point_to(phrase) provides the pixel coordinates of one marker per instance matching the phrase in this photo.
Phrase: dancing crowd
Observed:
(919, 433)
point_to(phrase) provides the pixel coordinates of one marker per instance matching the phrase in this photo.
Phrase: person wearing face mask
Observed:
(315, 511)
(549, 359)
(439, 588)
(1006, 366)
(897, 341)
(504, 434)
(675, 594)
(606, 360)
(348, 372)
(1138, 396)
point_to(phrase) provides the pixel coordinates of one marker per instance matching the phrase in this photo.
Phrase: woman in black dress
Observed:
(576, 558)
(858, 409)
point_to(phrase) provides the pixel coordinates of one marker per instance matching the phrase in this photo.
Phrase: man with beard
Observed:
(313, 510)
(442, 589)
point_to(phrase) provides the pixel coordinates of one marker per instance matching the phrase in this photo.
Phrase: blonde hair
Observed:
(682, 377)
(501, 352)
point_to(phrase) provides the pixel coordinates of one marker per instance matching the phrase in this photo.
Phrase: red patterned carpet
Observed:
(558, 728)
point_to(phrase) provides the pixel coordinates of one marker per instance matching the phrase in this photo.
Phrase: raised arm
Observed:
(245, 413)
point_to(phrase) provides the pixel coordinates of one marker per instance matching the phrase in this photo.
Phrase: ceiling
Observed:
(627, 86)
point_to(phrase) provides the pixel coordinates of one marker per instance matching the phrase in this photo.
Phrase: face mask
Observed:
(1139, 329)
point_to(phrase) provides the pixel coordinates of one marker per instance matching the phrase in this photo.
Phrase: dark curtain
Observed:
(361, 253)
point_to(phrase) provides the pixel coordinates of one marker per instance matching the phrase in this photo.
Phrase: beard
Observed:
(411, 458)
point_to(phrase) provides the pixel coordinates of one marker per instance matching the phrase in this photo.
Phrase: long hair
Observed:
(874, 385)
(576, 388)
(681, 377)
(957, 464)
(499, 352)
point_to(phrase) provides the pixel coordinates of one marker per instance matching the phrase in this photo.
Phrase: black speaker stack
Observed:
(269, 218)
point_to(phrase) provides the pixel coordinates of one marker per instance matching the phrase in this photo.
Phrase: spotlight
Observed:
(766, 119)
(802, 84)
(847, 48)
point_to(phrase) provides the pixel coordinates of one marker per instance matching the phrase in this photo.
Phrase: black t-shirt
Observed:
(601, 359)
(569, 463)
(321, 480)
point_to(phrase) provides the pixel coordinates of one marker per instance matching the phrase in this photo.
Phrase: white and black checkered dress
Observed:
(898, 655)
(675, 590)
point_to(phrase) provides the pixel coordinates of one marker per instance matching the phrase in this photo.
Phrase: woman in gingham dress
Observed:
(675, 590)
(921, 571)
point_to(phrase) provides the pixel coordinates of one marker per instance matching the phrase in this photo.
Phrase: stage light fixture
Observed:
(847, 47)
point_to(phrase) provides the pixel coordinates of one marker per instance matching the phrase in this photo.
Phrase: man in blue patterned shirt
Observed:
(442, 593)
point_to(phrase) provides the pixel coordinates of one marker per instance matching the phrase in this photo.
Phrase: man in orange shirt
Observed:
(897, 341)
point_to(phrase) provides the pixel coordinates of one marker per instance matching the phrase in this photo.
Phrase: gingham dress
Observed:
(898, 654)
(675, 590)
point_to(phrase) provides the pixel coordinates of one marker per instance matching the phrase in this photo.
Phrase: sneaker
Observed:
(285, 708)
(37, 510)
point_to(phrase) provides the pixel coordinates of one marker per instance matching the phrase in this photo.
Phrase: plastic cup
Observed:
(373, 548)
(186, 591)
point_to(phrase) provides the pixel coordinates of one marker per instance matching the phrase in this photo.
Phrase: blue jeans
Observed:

---*---

▶ [TASK TO CARRY OUT]:
From the first line of the records above to the line that contains "Phrase: person wearing face mask", quote each line exactly.

▶ [WORKED SOLUTION]:
point_to(phrase) provides the pixel coordinates of one marker per instance matching the phrase in this photo.
Phrase: dancing crowd
Observed:
(919, 433)
point_to(phrase) provides the pixel coordinates of one marker per instance matching the phrase in this photo.
Phrase: person wearing face mask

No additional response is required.